Task brief - Copy word for word the lines from the one holding "of the wicker" to the one holding "[[10, 843]]", including both, and leave out the pictures.

Exercise input -
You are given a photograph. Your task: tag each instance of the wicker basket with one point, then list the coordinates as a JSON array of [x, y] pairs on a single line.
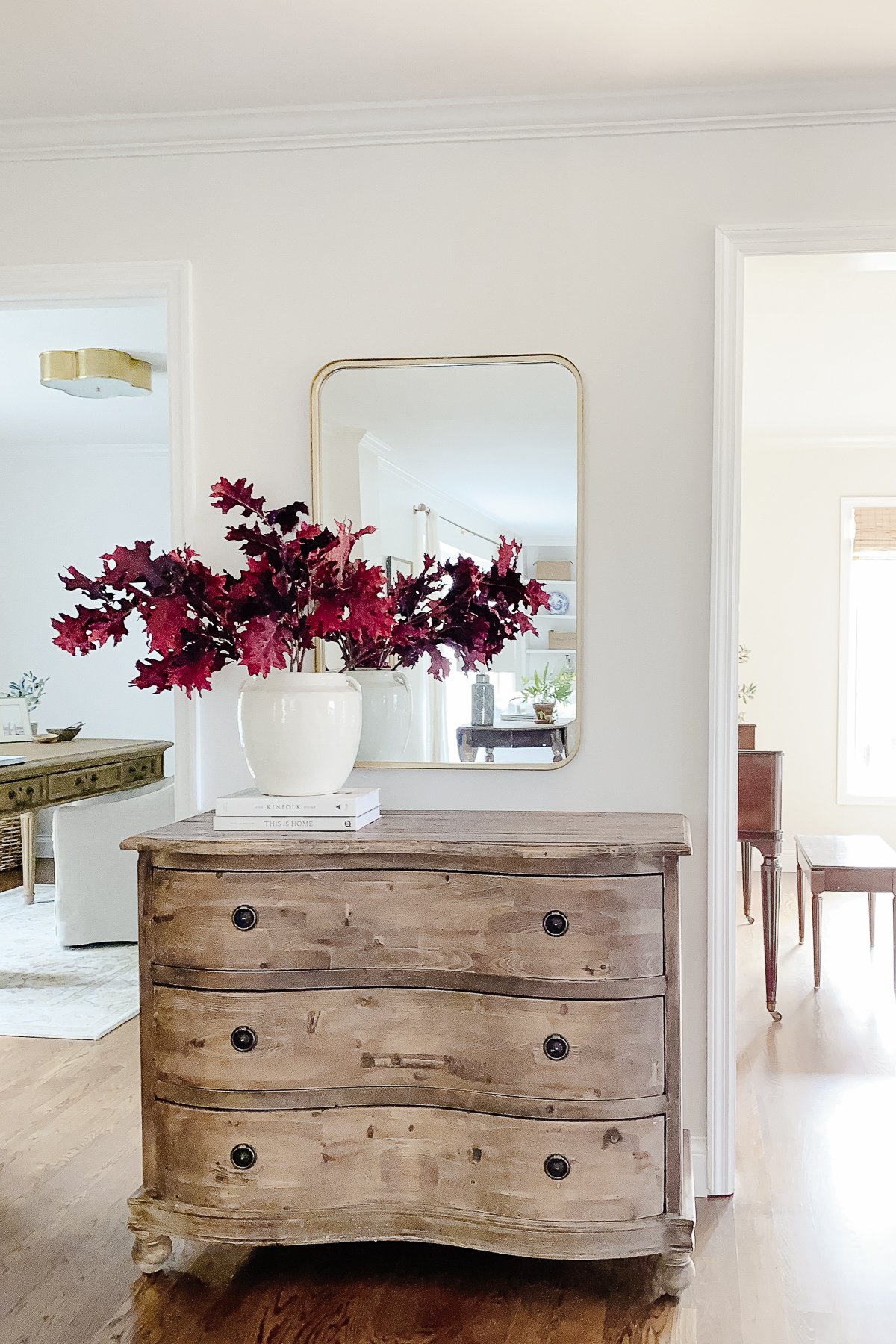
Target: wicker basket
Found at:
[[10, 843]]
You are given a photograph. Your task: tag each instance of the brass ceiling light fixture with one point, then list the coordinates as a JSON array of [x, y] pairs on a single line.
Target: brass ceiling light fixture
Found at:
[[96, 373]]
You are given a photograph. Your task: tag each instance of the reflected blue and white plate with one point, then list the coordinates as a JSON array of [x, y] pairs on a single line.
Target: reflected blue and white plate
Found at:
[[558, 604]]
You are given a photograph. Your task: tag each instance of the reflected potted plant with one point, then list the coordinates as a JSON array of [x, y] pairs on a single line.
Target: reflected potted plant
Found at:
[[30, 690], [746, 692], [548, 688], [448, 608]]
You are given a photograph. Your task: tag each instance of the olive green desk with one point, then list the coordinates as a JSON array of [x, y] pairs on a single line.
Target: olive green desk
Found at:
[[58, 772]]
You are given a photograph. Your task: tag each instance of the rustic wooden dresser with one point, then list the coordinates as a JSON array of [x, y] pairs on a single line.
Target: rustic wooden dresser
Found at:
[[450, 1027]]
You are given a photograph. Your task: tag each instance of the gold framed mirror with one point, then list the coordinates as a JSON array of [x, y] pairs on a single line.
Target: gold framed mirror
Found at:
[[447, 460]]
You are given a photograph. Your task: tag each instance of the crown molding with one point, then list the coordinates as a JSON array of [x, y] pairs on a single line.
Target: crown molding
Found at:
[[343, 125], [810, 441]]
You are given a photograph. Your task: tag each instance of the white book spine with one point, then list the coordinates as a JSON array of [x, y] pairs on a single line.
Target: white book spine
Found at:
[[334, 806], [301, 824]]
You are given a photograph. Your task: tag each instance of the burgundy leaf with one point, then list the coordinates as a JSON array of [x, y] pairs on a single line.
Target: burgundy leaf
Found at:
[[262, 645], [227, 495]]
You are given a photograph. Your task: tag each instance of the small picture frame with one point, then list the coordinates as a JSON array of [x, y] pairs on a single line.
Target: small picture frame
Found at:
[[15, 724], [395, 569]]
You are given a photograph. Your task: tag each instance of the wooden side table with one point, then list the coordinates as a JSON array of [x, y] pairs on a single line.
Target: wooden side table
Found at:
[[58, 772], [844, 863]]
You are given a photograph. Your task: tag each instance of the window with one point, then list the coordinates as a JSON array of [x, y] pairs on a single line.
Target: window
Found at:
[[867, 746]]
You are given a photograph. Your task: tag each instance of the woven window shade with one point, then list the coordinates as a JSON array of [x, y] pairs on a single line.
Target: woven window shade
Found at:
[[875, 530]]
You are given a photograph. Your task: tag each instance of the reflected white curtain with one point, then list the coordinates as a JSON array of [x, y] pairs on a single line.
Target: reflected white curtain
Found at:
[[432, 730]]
---
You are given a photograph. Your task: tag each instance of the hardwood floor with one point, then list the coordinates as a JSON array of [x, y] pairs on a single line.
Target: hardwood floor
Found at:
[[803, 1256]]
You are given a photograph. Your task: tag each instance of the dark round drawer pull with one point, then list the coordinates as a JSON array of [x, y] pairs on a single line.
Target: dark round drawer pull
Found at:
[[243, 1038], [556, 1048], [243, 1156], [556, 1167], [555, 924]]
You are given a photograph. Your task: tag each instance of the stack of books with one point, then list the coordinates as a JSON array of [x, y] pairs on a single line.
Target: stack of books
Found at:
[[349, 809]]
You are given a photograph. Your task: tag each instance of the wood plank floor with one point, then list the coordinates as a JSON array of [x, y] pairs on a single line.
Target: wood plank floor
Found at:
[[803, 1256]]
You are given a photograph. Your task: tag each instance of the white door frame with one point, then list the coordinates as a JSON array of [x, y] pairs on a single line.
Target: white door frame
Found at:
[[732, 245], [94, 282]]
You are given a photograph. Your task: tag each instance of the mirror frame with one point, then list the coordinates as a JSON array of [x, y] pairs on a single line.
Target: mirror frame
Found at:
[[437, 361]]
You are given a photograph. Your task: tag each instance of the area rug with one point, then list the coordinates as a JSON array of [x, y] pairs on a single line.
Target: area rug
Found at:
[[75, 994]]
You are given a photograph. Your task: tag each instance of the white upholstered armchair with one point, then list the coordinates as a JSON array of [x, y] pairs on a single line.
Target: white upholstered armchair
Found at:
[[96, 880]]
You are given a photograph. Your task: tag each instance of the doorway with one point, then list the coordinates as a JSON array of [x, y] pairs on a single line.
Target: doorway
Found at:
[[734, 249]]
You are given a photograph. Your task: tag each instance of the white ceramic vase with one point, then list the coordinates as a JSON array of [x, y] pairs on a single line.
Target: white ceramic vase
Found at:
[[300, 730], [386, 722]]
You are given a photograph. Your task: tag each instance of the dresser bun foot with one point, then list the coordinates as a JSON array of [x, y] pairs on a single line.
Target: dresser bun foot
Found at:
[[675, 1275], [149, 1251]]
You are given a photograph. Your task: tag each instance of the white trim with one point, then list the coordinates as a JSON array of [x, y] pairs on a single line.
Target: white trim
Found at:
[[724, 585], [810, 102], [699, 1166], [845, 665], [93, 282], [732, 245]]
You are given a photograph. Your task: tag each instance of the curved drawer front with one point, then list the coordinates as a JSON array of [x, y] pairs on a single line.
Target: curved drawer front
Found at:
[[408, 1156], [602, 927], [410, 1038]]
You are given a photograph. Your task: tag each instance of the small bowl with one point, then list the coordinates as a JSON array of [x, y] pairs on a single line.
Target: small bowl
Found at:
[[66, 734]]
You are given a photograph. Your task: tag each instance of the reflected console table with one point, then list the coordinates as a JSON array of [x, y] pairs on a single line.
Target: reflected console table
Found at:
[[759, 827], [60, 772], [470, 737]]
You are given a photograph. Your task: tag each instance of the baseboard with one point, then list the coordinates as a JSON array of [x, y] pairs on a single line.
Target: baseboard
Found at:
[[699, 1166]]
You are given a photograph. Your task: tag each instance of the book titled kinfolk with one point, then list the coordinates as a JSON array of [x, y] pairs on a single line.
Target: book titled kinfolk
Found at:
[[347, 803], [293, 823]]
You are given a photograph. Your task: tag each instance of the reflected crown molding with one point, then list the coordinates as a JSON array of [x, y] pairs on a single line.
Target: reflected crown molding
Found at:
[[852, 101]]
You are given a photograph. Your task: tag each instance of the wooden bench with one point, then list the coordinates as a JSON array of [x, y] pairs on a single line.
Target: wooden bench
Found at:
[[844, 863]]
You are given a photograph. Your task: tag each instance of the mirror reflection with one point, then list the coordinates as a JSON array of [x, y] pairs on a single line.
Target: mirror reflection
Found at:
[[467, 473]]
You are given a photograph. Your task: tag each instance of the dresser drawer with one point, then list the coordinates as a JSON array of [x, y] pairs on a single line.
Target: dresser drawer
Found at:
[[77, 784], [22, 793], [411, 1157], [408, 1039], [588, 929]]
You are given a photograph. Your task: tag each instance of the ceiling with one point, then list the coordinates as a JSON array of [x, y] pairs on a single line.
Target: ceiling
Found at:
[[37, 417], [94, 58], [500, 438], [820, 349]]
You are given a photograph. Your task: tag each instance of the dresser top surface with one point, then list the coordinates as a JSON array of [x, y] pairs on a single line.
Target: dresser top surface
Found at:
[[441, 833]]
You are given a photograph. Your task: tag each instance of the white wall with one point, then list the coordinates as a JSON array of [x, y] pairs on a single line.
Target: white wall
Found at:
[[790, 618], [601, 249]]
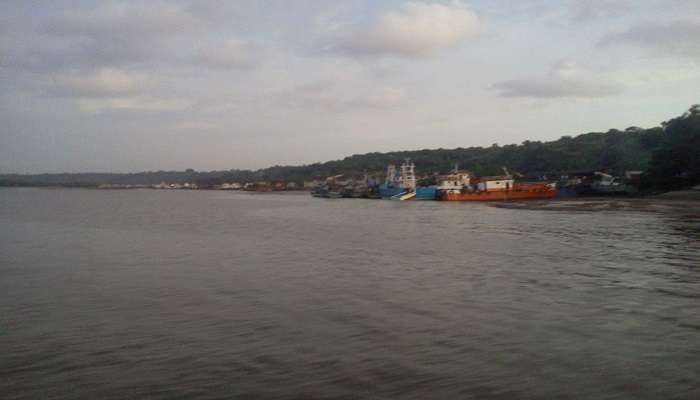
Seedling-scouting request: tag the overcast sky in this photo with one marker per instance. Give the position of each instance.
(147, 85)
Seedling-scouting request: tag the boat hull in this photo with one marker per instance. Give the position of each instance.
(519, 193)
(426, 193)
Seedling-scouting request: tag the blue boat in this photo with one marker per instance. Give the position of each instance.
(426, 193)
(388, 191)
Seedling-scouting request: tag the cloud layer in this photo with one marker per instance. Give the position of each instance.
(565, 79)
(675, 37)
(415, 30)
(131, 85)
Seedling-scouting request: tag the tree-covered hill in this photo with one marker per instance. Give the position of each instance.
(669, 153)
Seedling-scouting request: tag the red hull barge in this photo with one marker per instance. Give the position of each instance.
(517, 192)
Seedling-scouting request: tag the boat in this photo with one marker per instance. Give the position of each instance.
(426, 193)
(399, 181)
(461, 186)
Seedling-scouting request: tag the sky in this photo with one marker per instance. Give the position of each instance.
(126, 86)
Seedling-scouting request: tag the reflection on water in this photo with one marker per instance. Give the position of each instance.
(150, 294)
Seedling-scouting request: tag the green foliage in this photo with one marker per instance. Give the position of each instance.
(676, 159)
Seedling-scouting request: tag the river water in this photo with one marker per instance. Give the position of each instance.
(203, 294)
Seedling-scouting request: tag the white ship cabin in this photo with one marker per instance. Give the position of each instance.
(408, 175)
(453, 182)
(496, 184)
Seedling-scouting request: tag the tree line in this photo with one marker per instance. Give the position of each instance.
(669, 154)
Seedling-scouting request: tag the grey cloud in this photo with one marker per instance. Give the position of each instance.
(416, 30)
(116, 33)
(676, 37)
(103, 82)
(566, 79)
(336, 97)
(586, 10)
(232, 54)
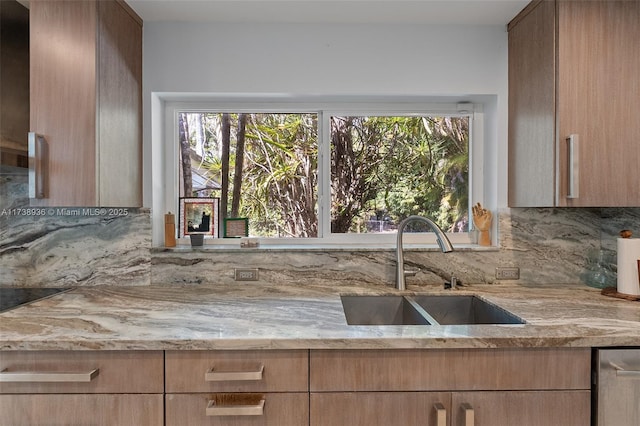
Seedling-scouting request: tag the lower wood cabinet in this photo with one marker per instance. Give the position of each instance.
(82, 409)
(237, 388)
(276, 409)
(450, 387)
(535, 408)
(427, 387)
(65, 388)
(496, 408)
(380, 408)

Result for this exercise -
You are given a photograph. Your task: tag each instance of the wicker basket with one point, then list the coordinates as a JSON array of [x, y] pairs on a single line.
Target: wicker basket
Found at:
[[10, 843]]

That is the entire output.